__Work to do__:
a - In the article on the Princess lodge at Denali, what was the average visitor age in 1987?
b - The Denali lodge article connects several disasters to the Curse of Good Friday. List each one with its year.
c - Carry on writing the article about the Princess lodge at Denali, picking up after its last sentence.

DENALI, Alaska — Of the five lodges that Princess Cruises operates in Alaska, the one on the doorstep of Denali National Park has the size, the reputation and the history that a flagship hotel — or a flagship anything — should have.
At 656 rooms, it is the biggest of the five lodges with which Princess cruise passengers have become familiar.
At 656 rooms, it is the biggest hotel in Alaska.
The lodge at Denali is a destination. From it, you drive only three miles to see the sights of the park. From it, you drive only three miles to board the train for a nine-hour trip to Whittier, the Princess port in Alaska.
It’s a village unto itself, with shops and restaurants and attractions just moments from your room. It’s a busy place — occupancy is over 90 per cent May to September — and,
like many Alaska tourist stops, it’s a temporary home to a younger demographic of tourist.
“In 1987 [the year the lodge first opened], the average visitor age was 76 years,” says Bonnie Westlund, the resort’s General Manager. “Now it’s 62. We’re now seeing more and more multi-generational families visit.”
In its early years, the Denali Princess Wilderness Lodge was a victim of the Curse of Good Friday. On the anniversary of the great earthquake (1964) and the Exxon Valdez oil spill (1989), a fire broke out Good Friday in 1996. It was a major blaze, burning the core of the property, yet the lodge was virtually re-built, opening in time for the annual spring season just six weeks later.

__Provided material__:

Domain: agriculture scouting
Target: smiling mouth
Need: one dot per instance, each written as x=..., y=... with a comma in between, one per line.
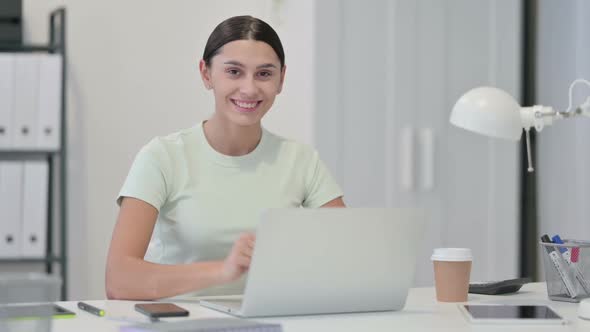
x=246, y=106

__Results by task__:
a - 76 years.

b - The great earthquake (1964), the Exxon Valdez oil spill (1989), and the fire at the lodge (1996).

c -
“I’m told they were literally moving furniture in as guests were arriving,” says Westlund.
Across the highway from what locals call Glitter Gulch — a ragtag collection of shops and hangouts that in other locations might be called a strip mall, the classy Denali Princess stretches almost the entire length of the “gulch.” Sitting high above the Susitna River, its
spectacular vistas on the other side do not include Mount McKinley, which is visible from the park, and give it the look and feel of a five-star cabin in the woods.
The signature restaurant is the King Salmon…no imagination necessary to know what that featured menu item is. There’s also a nightly dinner show at the Music of Denali Theater, built to replace (temporarily) the burned-out kitchen from the 1996 fire and now where 
young performers double as waiters before singing in a musical, Alaska-style. And a third, pub-style eatery called Base Camp Bar & Grill overlooks the river.
The lodge is a “base camp” for atypical wilderness ventures, from aggressive hiking to helicopter rides to nearby (25 minutes) glaciers, but more than anything it is the entree to the national park.
Princess passengers can plan cruisetours so that they stay three or four days in what is — considering that you’re in the middle of the “last frontier” — a glorious contradiction.
When you’re managing a place like this, that contradiction can be explained by the need for WiFi:
“People tend to forget that we’re in the middle of nowhere,” laughs Bonnie Westlund. “They think the Internet grows on trees!”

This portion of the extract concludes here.